# Task statement:
Reproduce each of the following records word for word, keeping every line exactly as it stands.
^^^^^^^^^^^^^^^^
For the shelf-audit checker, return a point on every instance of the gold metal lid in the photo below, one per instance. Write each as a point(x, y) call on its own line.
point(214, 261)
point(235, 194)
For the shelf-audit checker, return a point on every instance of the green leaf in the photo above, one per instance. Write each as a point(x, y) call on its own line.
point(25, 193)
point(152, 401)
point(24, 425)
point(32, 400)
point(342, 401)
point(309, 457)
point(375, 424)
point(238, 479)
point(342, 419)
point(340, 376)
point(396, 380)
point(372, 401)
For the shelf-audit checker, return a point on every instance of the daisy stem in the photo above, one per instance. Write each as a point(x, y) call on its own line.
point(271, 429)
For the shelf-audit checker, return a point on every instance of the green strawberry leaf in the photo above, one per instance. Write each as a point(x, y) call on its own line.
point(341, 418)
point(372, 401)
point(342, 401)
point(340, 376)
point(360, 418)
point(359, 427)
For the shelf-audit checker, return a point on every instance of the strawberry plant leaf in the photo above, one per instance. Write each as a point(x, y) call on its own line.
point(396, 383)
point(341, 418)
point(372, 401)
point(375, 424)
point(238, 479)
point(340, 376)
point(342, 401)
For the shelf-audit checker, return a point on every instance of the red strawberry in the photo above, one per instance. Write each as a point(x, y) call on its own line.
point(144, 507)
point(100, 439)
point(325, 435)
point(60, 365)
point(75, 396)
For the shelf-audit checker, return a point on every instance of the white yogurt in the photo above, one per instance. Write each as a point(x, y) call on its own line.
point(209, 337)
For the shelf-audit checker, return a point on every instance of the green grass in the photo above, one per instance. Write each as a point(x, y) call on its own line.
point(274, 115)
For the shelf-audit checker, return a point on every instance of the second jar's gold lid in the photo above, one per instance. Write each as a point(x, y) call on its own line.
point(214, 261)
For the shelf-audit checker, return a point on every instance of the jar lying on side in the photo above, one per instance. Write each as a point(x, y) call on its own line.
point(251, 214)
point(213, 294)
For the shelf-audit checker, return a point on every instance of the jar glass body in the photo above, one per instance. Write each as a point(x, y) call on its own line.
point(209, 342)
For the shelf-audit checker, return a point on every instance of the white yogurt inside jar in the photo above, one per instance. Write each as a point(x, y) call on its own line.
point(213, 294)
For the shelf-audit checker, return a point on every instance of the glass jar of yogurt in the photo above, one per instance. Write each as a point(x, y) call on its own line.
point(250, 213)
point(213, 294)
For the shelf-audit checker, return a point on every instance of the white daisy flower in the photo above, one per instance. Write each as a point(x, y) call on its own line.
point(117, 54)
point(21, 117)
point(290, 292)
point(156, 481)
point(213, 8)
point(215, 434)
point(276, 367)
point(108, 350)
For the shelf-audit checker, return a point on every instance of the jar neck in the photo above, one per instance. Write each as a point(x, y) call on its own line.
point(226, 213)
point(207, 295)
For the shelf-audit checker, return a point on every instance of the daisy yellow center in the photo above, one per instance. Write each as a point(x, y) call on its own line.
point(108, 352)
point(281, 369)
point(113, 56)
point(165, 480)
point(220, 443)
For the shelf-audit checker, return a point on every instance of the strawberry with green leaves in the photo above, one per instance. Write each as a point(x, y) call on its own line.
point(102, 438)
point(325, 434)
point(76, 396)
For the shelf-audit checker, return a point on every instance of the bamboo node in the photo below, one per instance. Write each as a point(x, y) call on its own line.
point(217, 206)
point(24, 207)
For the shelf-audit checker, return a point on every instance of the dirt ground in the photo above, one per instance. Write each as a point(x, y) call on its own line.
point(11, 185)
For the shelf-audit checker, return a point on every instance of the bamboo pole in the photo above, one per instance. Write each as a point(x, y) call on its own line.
^^^^^^^^^^^^^^^^
# Task result:
For the shelf-audit checker, return a point on every instance of the gold metal lid in the photo below, one per instance. Write each as a point(x, y) call on its own line.
point(214, 261)
point(235, 194)
For the shelf-audit checker, return a point on every instance of the green leaf in the photo above, one per instance. Write each as a point(x, y) call on its own line.
point(25, 193)
point(152, 401)
point(24, 425)
point(32, 400)
point(342, 401)
point(309, 457)
point(375, 424)
point(238, 479)
point(342, 419)
point(340, 376)
point(396, 380)
point(372, 401)
For the shelf-audit checker, return a point on every instance of the daisy stem in the photo above, one per instance. Write each as a point(x, y) call on its own line.
point(271, 429)
For the shelf-audit checker, return a point on every instance of the green strawberry leaf in the photo above, one per instance. Write each as a point(x, y) call on its own line.
point(341, 418)
point(372, 401)
point(342, 401)
point(340, 376)
point(360, 418)
point(359, 427)
For the shelf-audit checker, return a point on every instance of the strawberry plant leaf in the photo above, one per instance. Write each as a point(x, y) call on its own line.
point(396, 383)
point(341, 418)
point(372, 401)
point(375, 424)
point(238, 479)
point(340, 376)
point(342, 401)
For the shelf-audit checker, return a point on every instance of the red strawberry in the photo above, one per instance. Write each as a point(x, y) call on its own line.
point(144, 507)
point(100, 439)
point(325, 435)
point(60, 365)
point(75, 396)
For the shelf-audit checker, return a point on every instance of the white yogurt in the photo above, one per instance. Write each as a point(x, y) call on its own line.
point(209, 337)
For the shelf-audit checker, return a point on every instance of the green grass in the photo above, one per instance. Write each as a point(x, y) call on its own line.
point(274, 115)
For the shelf-audit checker, return a point on every instance of the second jar's gold lid in the photo above, one per instance. Write each as a point(x, y) call on its own line.
point(214, 261)
For the shelf-audit checker, return a point on every instance of the jar lying on side in the photo above, one per instance. Write each as a point(x, y) call on its own line.
point(251, 214)
point(213, 294)
For the shelf-audit checker, return a point on every instance of the jar glass body in the photo above, one per instance. Write each as a point(x, y) call on its own line.
point(209, 342)
For the shelf-audit checker, return a point on every instance of the white yogurt inside jar in the photo above, one per instance. Write each as a point(x, y) call on its own line.
point(213, 294)
For the shelf-audit checker, return a point on every instance of the glass jar of yogurt in the photo above, one per instance. Write each as a point(x, y) call on its own line.
point(250, 213)
point(213, 294)
For the shelf-audit checker, return a point on every instance of the white daisy flower in the photo above, one per instance. Write each as a point(x, y) call on its own line.
point(117, 54)
point(21, 117)
point(290, 292)
point(156, 481)
point(213, 8)
point(215, 434)
point(276, 367)
point(108, 350)
For the shelf-audit checker, return a point on every instance of the jar neck in the photo above, one per instance. Write each as a point(x, y) call on its own line.
point(226, 213)
point(207, 295)
For the shelf-audit checker, return a point on every instance of the daisy yellow center in the photo above, one per instance. Write each as a point(x, y) call on its own line.
point(108, 352)
point(281, 369)
point(113, 56)
point(165, 480)
point(220, 443)
For the shelf-audit checker, return a point on every instance of the strawberry with green leaves in the photo above, one per instance. Write each as a point(x, y) call on its own line.
point(102, 438)
point(325, 434)
point(76, 396)
For the shelf-audit checker, return a point on every instance of the bamboo node in the photo below, one per instance. Write each as a point(x, y) call on its own line.
point(217, 206)
point(24, 207)
For the shelf-audit checker, return a point on every instance of the dirt ground in the photo above, one per instance. Write each as a point(x, y) call on its own line.
point(11, 185)
For the shelf-audit checker, return a point on every instance of the bamboo pole in the photo above, one per instance. Write each as a point(x, y) call on its own line.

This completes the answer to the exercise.